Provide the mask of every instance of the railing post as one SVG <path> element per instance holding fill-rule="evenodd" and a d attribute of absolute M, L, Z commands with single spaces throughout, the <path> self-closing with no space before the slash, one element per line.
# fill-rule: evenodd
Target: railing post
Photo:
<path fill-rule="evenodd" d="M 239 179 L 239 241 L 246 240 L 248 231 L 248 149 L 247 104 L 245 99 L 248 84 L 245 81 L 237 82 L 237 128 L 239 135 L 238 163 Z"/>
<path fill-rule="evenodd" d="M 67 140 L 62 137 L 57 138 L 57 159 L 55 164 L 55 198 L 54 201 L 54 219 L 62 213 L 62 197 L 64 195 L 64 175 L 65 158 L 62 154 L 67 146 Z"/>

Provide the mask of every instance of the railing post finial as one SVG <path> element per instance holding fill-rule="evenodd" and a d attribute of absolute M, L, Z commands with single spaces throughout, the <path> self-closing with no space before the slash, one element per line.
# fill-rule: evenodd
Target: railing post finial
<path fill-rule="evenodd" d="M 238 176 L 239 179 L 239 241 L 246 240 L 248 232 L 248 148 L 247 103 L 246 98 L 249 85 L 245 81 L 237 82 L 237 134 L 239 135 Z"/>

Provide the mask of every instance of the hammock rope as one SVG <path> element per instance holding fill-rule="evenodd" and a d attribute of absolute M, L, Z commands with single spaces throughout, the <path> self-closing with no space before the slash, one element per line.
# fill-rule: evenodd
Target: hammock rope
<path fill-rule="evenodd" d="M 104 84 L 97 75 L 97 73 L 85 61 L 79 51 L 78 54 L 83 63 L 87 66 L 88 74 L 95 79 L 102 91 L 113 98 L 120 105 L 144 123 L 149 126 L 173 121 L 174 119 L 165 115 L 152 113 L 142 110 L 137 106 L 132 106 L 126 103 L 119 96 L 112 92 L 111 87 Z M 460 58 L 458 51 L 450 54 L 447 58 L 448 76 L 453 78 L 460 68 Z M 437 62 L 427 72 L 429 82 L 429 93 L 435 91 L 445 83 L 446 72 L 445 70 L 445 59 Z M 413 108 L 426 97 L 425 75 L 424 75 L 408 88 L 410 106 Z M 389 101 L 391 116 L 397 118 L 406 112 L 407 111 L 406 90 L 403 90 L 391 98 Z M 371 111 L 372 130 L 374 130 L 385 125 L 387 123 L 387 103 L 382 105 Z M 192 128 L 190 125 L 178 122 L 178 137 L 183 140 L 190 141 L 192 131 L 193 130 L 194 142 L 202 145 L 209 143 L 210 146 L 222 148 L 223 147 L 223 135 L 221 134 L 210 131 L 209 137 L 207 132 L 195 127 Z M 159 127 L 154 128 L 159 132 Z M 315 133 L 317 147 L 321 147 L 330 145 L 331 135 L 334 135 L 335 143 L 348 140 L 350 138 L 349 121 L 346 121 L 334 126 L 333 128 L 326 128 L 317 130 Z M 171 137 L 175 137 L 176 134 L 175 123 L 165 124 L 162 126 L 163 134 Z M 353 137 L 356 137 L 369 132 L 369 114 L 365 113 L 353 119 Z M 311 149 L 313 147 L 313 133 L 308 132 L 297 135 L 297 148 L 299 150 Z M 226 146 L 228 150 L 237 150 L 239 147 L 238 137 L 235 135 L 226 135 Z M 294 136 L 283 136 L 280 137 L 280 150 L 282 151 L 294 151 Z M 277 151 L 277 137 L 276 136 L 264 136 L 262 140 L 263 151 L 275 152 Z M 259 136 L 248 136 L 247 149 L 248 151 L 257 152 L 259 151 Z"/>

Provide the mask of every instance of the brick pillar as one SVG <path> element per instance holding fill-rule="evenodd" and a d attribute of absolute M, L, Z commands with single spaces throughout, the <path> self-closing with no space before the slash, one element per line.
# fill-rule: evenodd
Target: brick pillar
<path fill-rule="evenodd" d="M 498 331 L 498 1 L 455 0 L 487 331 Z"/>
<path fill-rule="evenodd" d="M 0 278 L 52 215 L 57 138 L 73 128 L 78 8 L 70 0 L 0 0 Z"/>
───
Copy the listing above line for line, with no changes.

Output of the task ▸
Provide the mask of every instance of the railing post as one SVG <path> element per instance holding fill-rule="evenodd" and a d attribute of absolute M, L, Z commands with single spaces throughout, the <path> self-closing with no space before the slash, one element per line.
# fill-rule: evenodd
Target: railing post
Photo:
<path fill-rule="evenodd" d="M 239 179 L 239 241 L 246 240 L 248 231 L 248 149 L 247 104 L 245 99 L 248 84 L 245 81 L 237 82 L 237 128 L 239 135 L 238 163 Z"/>
<path fill-rule="evenodd" d="M 67 140 L 62 137 L 57 138 L 57 159 L 55 164 L 55 198 L 54 201 L 54 219 L 62 213 L 62 197 L 64 195 L 64 175 L 65 158 L 62 154 L 67 146 Z"/>

Provide the mask of every instance of the railing post finial as one SVG <path> element per instance holding fill-rule="evenodd" and a d attribute of absolute M, L, Z commands with single spaces throughout, the <path> self-closing with no space before the slash, one element per line.
# fill-rule: evenodd
Target: railing post finial
<path fill-rule="evenodd" d="M 238 176 L 239 179 L 239 241 L 246 240 L 248 232 L 248 148 L 247 103 L 246 98 L 249 85 L 245 81 L 237 82 L 237 134 L 239 135 Z"/>

Provide the mask of every instance of the hammock rope as one SVG <path> element per instance holding fill-rule="evenodd" and a d attribute of absolute M, L, Z commands with single spaces throughout, the <path> self-closing with no space before the slash, one element per line.
# fill-rule: evenodd
Target: hammock rope
<path fill-rule="evenodd" d="M 104 84 L 97 75 L 97 73 L 85 61 L 79 51 L 78 54 L 83 63 L 87 66 L 88 74 L 95 79 L 102 91 L 113 98 L 120 105 L 144 123 L 149 126 L 173 121 L 174 119 L 165 115 L 152 113 L 142 110 L 137 106 L 132 106 L 126 103 L 119 96 L 112 92 L 111 87 Z M 460 58 L 458 51 L 450 54 L 447 58 L 448 76 L 453 78 L 460 68 Z M 437 62 L 427 72 L 429 82 L 429 93 L 435 91 L 445 83 L 446 72 L 445 70 L 445 59 Z M 413 108 L 426 97 L 425 75 L 424 75 L 408 88 L 410 106 Z M 389 101 L 391 116 L 397 118 L 406 112 L 407 111 L 406 90 L 403 90 L 391 98 Z M 371 111 L 372 130 L 374 130 L 385 125 L 387 123 L 387 103 L 382 105 Z M 192 128 L 190 125 L 178 122 L 178 137 L 183 140 L 190 141 L 192 131 L 193 130 L 194 142 L 202 145 L 209 143 L 210 146 L 222 148 L 223 147 L 223 135 L 221 134 L 210 131 L 209 137 L 207 132 L 195 127 Z M 159 127 L 154 128 L 159 132 Z M 315 133 L 317 147 L 321 147 L 330 145 L 331 135 L 334 135 L 335 143 L 348 140 L 350 138 L 349 121 L 346 121 L 334 126 L 333 128 L 326 128 L 317 130 Z M 171 137 L 175 137 L 176 134 L 175 123 L 165 124 L 162 126 L 163 134 Z M 353 137 L 356 137 L 369 132 L 369 114 L 365 113 L 353 119 Z M 311 149 L 313 147 L 313 133 L 308 132 L 297 135 L 297 148 L 299 150 Z M 226 146 L 228 150 L 237 150 L 239 147 L 238 137 L 235 135 L 226 135 Z M 294 136 L 283 136 L 280 137 L 280 150 L 282 151 L 294 151 Z M 277 151 L 277 137 L 276 136 L 264 136 L 262 140 L 263 151 L 275 152 Z M 259 136 L 248 136 L 247 149 L 248 151 L 257 152 L 259 151 Z"/>

Provide the mask of every instance of the brick pillar as one SVG <path> element per instance holding fill-rule="evenodd" and a d attribute of absolute M, L, Z commands with single spaces throughout, the <path> self-closing with no space before the slash, one element per line.
# fill-rule: evenodd
Target: brick pillar
<path fill-rule="evenodd" d="M 498 331 L 498 1 L 455 0 L 487 331 Z"/>
<path fill-rule="evenodd" d="M 0 278 L 52 215 L 57 138 L 73 128 L 78 8 L 70 0 L 0 0 Z"/>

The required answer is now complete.